CHALLENGE 1 :: List every candidate the third-party voting passage mentions by name.
CHALLENGE 2 :: Extend the third-party voting discussion, picking up after its last sentence.

SOURCE PASSAGE ::
————————

But realistically, it really doesn't matter in more than 3/4 of the country, due to how the Electoral College works. If your preferred candidate lost by more than all third party votes combined, there's zero way your vote could've changed anything.

And that's the situation I live in. My state (Utah) almost always gives 65%+ of the vote to the R candidate. In 2016, Trump won w/ only 45% of the vote, but that's because the other 20% or so went to Evan McMullin (Hilary got ~27% of the vote). I even tried voting Biden in 2020 because I figured people hated Trump enough (he got dead last in the primary here in 2016, below candidates that had already withdrawn), and I guess I helped because Trump only got 58% of the vote to Biden's 38%. Excluding McMullin (basically a conservative), third parties got 5.5% in 2016 and 4.2% in 2020. I'd be very surprised if Trump gets less than 60% of the vote this election.

It really doesn't matter who I vote for, so I make my vote count by voting third party. If they get enough votes, people will take them more seriously and politicians might take some of their policy positions.

[–] agamemnonymous@sh.itjust.works 4 points 2 months ago (1 children)

If they get enough votes, people will take them more seriously and politicians might take some of their policy positions.

Eh, the best way to be taken seriously is relevant experience. Flight simulator enthusiasts don't immediately become fighter pilots, frycooks don't immediately become Michelin star Chefs, nurses don't immediately become neurosurgeons.

President is a high level job with high complexity and high skill requirements. When a candidate's highest office held is "community organizer", that's not a serious candidate and their policy positions don't carry any credibility.

I'm absolutely for progressive policy, I just didn't think voting 3rd party in the presidential election helps, even in shifting sentiment. What will help is relentlessly voting for progressive down ballot and locally. Get those community organizers into real political offices where they can build real experience and forward real policy.

Politics is a long game, trying to skip the middle stages is shooting yourself in the foot.

————————

DATA PROVIDED ::

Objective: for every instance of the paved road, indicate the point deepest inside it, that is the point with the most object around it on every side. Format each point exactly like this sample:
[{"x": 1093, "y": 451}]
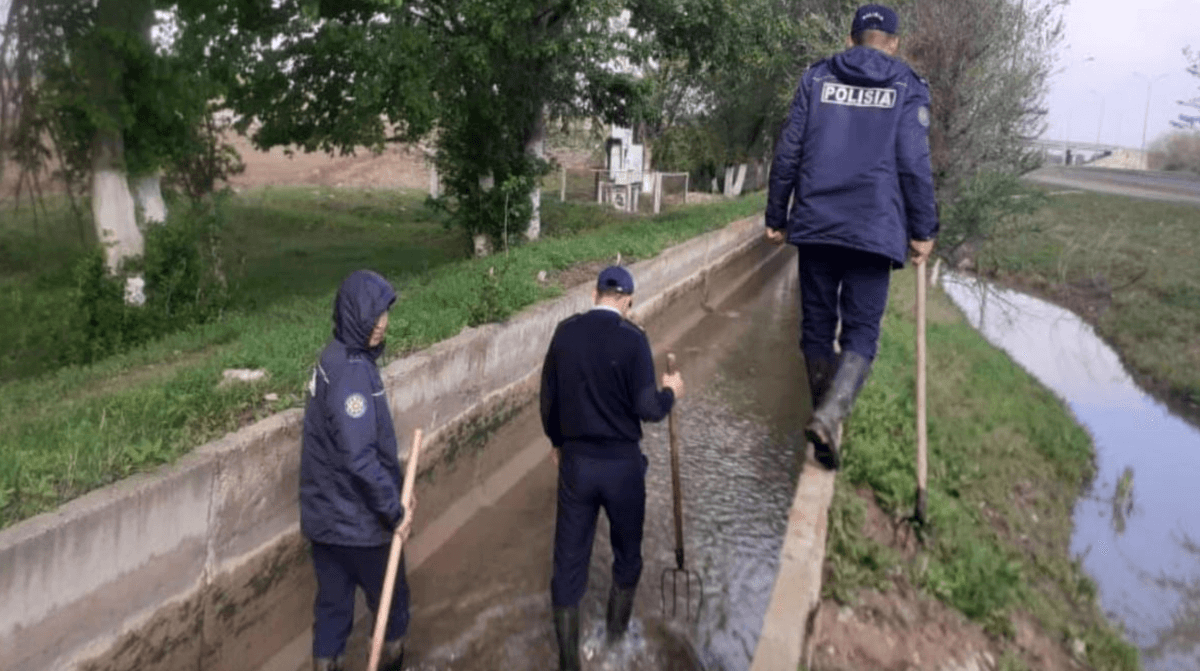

————————

TASK RESULT 1 ::
Trump
Evan McMullin
Hilary
Biden

TASK RESULT 2 ::
[–] sugar_in_your_tea@sh.itjust.works 0 points 2 months ago (1 children)

Oh absolutely. But you only get so many options for each position, so it's best to maximize the utility of each of those votes.

In my case, pretty much every office will go to the GOP by a 20%+ margin. We used to have a competitive House district, but they gerrymandered that away and now every House seat is uncompetitive. In fact, many seats have no competition at all (my State House rep seat hasn't been contested since I moved here, and the State Senate seat has been contested once). So I leave those uncontested seats empty or write-in (if write-in is an option), and I vote for the best candidate for the job for the other seats. What ends up happening is that my ballot looks something like this:

  • 50% - biggest third party
  • 25% - Democrat - occasionally a decent candidate runs

The rest are uncontested (e.g. State House) or non-partisan seats (e.g. school board).

And yes, it's a long game, hence why I refuse to vote for the lesser of two evils when that lesser evil has zero chance to win.

[–] agamemnonymous@sh.itjust.works 2 points 2 months ago (1 children)

I wouldn normally agree with you, but I think there are several red states that could be a lot more competitive this year.

Sure, I know Texas could be more competitive, and there may be others. That's why I point out the vote spread, if it's bigger than 10% in the past few elections, it's not going to flip this year.